## [BLOC DE TEXTE]
Par François Schwerer.
Une institution nationale vient de rappeler aux technocrates de l’Union européenne qu’il n’existe pas de super-État fédéral, et que la BCE ne doit pas être un instrument politique.
Le 5 mai 2020, la Cour constitutionnelle de Karlsruhe a estimé que la Bundesbank devrait, dans les trois mois, cesser d’acheter des emprunts d’États de la zone euro pour le compte de la BCE si cette dernière ne prouvait pas que ces achats étaient justifiés. C’est la première fois de l’Histoire qu’une cour constitutionnelle d’un pays membre de l’UE a jugé que les actions et les décisions d’une institution européenne ont outrepassé les compétences qui lui ont été attribuées en vertu des traités.
La Constitution, garante de l’ordre juridique des pays membres
La cour de Karlsruhe, contrairement à toutes les juridictions françaises qui ont fini par accepter la soumission du droit français au droit européen, estime que c’est la loi fondamentale allemande qui fondamentalement reste la norme juridique souveraine. En France, lorsqu’une décision d’une institution européenne vient heurter le droit fondamental, le Gouvernement s’empresse de plier ce dernier aux « avancées européennes », sans consulter le peuple, mais en réunissant le Parlement en Congrès. En privant ainsi le peuple de sa faculté de s’exprimer, il contribue à discréditer un peu plus chaque fois la vie politique aux yeux des citoyens.
En se prononçant ainsi dans une affaire monétaire, budgétaire et financière, la Cour de Karlsruhe remet à l’endroit la hiérarchie des textes et des normes. La politique ne se limite pas à la mise en œuvre de mesures économiques de court terme ; la politique « ne se fait pas à la corbeille » ! Pas plus qu’elle ne dicte la politique, l’économie ne doit pas fonder le droit ; elle doit le respecter. Elle doit le respecter d’autant plus qu’il est l’expression de la souveraineté populaire. Le pouvoir politique allemand n’a accepté l’indépendance de la Banque centrale européenne que parce que l’euro sert les intérêts économiques allemands. Si l’euro devait conduire à adopter des mesures qui ne serviraient pas les intérêts allemands, alors le pouvoir politique aurait l’obligation de les combattre. La Cour met donc les intérêts nationaux au-dessus des intérêts européens, ce qui est normal puisqu’il n’existe pas de peuple européen.

## [ÉNONCÉ]
Poursuivez l'article sur l'arrêt de Karlsruhe et la BCE à partir de sa dernière phrase. Les entrées n'ont aucun rôle ici.

Extraits de données d'étiquetage de lieux:
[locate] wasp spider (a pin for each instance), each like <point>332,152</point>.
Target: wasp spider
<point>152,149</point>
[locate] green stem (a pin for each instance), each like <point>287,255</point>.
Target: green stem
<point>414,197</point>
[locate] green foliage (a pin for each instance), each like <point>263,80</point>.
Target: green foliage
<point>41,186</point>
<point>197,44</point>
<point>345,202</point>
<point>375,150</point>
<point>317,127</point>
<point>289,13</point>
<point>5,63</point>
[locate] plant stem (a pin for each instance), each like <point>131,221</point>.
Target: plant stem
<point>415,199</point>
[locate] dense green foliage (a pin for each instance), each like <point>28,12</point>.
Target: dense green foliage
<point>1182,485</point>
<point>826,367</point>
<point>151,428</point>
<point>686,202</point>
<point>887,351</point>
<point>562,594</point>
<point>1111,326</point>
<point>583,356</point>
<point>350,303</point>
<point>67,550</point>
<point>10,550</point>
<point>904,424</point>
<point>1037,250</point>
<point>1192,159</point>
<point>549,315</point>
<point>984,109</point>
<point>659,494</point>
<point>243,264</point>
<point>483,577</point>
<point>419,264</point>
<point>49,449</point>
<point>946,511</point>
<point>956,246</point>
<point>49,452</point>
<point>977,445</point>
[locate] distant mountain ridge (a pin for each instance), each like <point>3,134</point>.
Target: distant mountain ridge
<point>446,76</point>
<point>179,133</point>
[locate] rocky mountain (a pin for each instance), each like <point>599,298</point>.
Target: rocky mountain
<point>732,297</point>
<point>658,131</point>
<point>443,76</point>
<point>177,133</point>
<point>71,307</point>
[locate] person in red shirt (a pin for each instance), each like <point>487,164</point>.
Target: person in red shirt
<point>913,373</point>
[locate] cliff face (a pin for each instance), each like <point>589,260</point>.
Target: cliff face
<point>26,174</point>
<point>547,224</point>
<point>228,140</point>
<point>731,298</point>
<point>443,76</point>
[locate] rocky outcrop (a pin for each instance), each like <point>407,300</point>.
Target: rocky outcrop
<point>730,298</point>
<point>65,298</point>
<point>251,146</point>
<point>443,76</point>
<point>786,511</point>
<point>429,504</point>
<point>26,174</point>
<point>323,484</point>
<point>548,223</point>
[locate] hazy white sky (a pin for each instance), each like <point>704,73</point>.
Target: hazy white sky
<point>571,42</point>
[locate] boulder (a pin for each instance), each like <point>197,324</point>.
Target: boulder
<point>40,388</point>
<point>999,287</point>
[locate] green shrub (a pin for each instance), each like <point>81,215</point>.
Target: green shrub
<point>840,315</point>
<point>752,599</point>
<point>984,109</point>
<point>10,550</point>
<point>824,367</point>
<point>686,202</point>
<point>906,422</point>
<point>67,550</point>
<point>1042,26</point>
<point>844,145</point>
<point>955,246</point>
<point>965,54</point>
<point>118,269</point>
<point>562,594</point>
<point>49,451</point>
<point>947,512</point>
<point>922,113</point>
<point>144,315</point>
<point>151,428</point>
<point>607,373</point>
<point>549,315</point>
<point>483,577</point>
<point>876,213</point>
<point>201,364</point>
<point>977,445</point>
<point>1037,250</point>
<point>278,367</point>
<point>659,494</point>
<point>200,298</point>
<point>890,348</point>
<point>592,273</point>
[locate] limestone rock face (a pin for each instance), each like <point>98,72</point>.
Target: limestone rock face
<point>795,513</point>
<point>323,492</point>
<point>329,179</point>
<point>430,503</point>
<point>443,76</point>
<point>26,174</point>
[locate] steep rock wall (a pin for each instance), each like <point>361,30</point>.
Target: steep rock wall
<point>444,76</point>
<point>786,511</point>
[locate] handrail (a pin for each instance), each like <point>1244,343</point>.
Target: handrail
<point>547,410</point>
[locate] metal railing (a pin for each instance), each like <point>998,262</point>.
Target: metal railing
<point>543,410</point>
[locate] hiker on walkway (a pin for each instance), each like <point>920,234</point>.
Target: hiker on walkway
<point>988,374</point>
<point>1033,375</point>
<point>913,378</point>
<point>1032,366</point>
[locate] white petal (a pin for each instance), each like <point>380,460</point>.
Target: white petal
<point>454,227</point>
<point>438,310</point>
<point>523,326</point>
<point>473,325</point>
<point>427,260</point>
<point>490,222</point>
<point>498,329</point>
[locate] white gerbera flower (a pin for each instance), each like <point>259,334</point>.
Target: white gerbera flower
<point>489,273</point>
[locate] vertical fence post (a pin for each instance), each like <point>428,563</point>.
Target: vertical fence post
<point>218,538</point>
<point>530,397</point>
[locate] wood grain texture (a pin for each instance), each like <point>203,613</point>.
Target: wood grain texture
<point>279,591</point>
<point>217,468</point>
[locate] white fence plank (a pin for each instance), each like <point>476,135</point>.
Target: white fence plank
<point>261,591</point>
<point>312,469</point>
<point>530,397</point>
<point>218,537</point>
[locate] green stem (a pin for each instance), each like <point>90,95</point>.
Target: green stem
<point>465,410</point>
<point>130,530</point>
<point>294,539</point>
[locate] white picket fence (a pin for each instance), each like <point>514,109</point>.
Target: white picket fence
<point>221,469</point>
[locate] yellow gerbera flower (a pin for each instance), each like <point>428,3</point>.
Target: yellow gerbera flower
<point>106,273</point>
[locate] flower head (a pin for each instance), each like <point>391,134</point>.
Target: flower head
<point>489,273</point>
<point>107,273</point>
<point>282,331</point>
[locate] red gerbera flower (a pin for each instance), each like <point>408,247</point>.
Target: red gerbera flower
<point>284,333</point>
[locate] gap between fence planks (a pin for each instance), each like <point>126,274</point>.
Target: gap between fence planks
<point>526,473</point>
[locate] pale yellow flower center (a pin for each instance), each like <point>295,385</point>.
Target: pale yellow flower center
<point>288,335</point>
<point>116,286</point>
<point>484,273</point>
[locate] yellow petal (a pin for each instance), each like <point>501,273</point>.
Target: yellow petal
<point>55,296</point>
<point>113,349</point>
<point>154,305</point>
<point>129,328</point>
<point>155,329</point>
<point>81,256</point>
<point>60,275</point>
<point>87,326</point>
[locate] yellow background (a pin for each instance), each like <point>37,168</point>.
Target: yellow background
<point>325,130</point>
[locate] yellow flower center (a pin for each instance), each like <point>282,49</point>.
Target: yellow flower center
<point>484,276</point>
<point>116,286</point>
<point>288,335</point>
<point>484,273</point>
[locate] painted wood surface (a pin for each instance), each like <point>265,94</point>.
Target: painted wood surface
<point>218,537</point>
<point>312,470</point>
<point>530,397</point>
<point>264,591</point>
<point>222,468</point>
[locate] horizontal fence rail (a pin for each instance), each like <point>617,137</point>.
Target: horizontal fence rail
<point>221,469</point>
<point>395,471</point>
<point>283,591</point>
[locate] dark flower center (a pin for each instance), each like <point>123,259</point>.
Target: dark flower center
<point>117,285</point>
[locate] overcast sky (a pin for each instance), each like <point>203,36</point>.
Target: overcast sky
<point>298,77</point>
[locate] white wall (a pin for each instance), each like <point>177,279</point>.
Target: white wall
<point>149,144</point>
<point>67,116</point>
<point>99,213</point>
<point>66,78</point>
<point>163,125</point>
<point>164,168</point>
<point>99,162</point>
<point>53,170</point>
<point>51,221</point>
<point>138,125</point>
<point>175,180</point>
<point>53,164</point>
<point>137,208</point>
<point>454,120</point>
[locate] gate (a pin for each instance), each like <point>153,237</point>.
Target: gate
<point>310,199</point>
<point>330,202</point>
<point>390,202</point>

## [RÉSULTAT DE L'EXERCICE]
Ce faisant, la Cour de Karlsruhe révèle au grand jour que, dans les autres pays de l’Union, le pouvoir judiciaire a abdiqué toute indépendance vis-à-vis des partis qui se partagent les pouvoirs législatif et règlementaire avec le soutien actif des médias. À une époque où tout le monde s’abrite derrière le concept de démocratie pour justifier n’importe quelle position, la Cour vient rappeler que dans une démocratie le moins que l’on puisse faire est d’écouter et respecter la volonté du peuple.
Les hauts magistrats allemands ont rappelé que nul ne peut permettre à son Gouvernement, à son Administration et à son Parlement de violer sa propre Constitution au motif que les institutions de l’Union européenne ont adopté certaines décisions et soutiennent avoir agi dans les limites de leurs compétences. Ces magistrats ne font que rappeler l’ordre des choses.
Objet particulier de la décision allemande
La décision de la Cour de Karlsruhe ne concerne pas une action de la BCE pour faire face à la crise économique et financière déclenchée par les mesures de confinement actuelles mais une décision de son ancien président, Mario Draghi, datant de 2015. Force est de constater que Christine Lagarde est allée encore plus loin que son prédécesseur dans la façon de s’affranchir des contraintes imposées par les traités.
Ce que la Cour de Karlsruhe a visé, c’est le fait que la BCE, dans ses rachats de dettes, s’est affranchie de la règle de proportionnalité qui lui est imposée. En effet elle ne devait, en principe, racheter des dettes qu’à proportion de la participation de chaque pays dans son capital. Or les besoins de l’Italie (et de la France) étaient, déjà en 2015, nettement plus importants que ceux de l’Allemagne, alors que sa (leur) participation au capital de la BCE est très largement inférieure. Et le fossé ne fait que s’élargir, ne serait-ce que dans la mesure où le secteur économique le plus touché aujourd’hui est celui du tourisme, plus important en Grèce, en Espagne ou en Italie qu’en Allemagne ou aux Pays-Bas.
La BCE a donc trois mois pour justifier ses achats et son respect des règles de proportionnalité faute de quoi la Bundesbank sera contrainte de s’en retirer et de revendre les 534 milliards d’euros d’obligations publiques qu’elle détenait en son nom fin avril.
Le 10 mai, la présidente de la Commission européenne a menacé l’Allemagne d’une possible procédure en justice. « Je prends la chose très au sérieux », a déclaré Ursula von der Leyen dans une réponse écrite à une question de l’élu écologiste allemand du Parlement européen Sven Giegold, qui a publié cette lettre sur son compte twitter.
Le jugement allemand n’est pas passé inaperçu notamment dans des pays comme la Hongrie ou la Pologne, qui ont maille à partir avec la Commission et la justice européenne en raison de restrictions de « l’état de droit » dont ils sont accusés chez eux.
L’Allemagne est-elle mieux gérée ?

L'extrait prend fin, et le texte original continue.